#### Activity list:
a) Return the part of the skalp excerpt between "There’s no mechanism" and "need both perspectives.", inclusive, copied word for word.
b) In the skalp excerpt, what does the ~ operator do to a protocol?

Six signals for what skalp expresses in two stream ports. And this is just the port list — the handshaking logic (skid buffers, pipeline bubbles, backpressure propagation) is another 50-100 lines per stage. A 5-stage pipeline requires writing the same handshaking FSM five times, with subtle differences at each stage boundary. Get one wrong and the pipeline deadlocks under backpressure — a bug that only appears under specific traffic patterns.

There’s no mechanism to compose pipeline stages declaratively. Each stage is a separate module with explicit wiring.

Protocol Definitions with Direction Flipping

Hardware interfaces have a direction problem. An AXI stream master has data and valid as outputs and ready as input. The slave has the same signals but with flipped directions. In any bus protocol, you need both perspectives.

skalp defines protocols once and flips them with ~:

protocol AXIStream {
    out data: bit[32],
    out valid: bit,
    in ready: bit,
    out last: bit
}

entity Producer {
    port axi: AXIStream      // data/valid/last are outputs, ready is input
}

entity Consumer {
    port axi: ~AXIStream     // flipped: data/valid/last are inputs, ready is output
}

The ~ operator reverses every direction in the protocol. One definition, two perspectives, compile-time checked. If you add a signal to the protocol, both producer and consumer must handle it.

[Collected data entries]
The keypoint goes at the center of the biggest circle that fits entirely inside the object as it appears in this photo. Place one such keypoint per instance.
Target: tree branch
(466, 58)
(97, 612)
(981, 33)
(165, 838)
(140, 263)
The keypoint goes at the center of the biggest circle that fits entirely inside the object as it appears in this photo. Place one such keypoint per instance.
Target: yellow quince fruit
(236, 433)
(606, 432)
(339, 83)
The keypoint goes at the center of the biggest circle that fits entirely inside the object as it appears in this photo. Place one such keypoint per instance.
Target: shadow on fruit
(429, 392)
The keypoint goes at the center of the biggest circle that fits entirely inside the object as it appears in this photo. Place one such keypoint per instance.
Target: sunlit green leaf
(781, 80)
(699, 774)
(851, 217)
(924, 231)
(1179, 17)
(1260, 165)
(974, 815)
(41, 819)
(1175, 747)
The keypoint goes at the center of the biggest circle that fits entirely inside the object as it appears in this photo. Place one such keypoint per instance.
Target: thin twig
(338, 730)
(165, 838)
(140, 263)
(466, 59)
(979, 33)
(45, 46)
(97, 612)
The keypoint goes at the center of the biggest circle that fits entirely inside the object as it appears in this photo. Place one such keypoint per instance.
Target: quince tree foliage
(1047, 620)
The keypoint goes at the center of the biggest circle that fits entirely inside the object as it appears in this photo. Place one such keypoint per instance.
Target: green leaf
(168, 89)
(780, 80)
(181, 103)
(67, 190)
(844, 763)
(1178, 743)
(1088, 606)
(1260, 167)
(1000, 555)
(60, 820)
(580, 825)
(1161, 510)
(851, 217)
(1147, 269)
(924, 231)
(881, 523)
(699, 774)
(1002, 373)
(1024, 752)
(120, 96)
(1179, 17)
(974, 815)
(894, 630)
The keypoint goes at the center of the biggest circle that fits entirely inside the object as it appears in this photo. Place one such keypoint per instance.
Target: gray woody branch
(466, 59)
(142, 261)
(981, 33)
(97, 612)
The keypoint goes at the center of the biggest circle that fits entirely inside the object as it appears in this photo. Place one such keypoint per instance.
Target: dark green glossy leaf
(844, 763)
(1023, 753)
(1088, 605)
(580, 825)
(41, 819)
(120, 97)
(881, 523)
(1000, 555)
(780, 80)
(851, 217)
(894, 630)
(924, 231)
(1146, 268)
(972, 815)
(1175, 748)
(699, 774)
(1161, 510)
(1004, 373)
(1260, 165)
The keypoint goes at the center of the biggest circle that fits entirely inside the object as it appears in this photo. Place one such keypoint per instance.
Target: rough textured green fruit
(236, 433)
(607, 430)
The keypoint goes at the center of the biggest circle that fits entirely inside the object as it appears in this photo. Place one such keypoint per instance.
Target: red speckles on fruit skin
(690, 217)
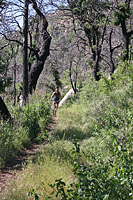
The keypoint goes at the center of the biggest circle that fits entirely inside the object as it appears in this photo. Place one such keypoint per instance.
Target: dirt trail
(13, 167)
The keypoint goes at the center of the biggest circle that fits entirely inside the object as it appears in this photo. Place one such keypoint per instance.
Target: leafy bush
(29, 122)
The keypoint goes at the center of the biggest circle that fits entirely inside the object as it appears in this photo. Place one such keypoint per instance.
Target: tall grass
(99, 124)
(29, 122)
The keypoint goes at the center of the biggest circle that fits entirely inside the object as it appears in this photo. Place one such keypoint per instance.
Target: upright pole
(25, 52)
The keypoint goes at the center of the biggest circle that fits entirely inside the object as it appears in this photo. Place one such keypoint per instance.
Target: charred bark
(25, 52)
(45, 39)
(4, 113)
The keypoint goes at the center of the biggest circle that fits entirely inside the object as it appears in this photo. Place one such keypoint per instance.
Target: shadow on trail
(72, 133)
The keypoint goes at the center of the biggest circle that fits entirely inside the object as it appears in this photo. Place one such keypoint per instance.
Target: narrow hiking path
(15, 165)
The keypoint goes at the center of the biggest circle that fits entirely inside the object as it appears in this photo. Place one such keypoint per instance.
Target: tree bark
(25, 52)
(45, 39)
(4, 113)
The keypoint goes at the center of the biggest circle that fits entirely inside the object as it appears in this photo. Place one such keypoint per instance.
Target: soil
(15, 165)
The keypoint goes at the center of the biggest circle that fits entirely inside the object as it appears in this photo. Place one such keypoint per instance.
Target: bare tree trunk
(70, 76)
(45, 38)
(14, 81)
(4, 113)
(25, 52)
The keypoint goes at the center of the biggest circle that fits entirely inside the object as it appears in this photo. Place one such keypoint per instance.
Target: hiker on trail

#### Answers in order:
a)
There’s no mechanism to compose pipeline stages declaratively. Each stage is a separate module with explicit wiring.

Protocol Definitions with Direction Flipping

Hardware interfaces have a direction problem. An AXI stream master has data and valid as outputs and ready as input. The slave has the same signals but with flipped directions. In any bus protocol, you need both perspectives.

b) It reverses every direction in the protocol.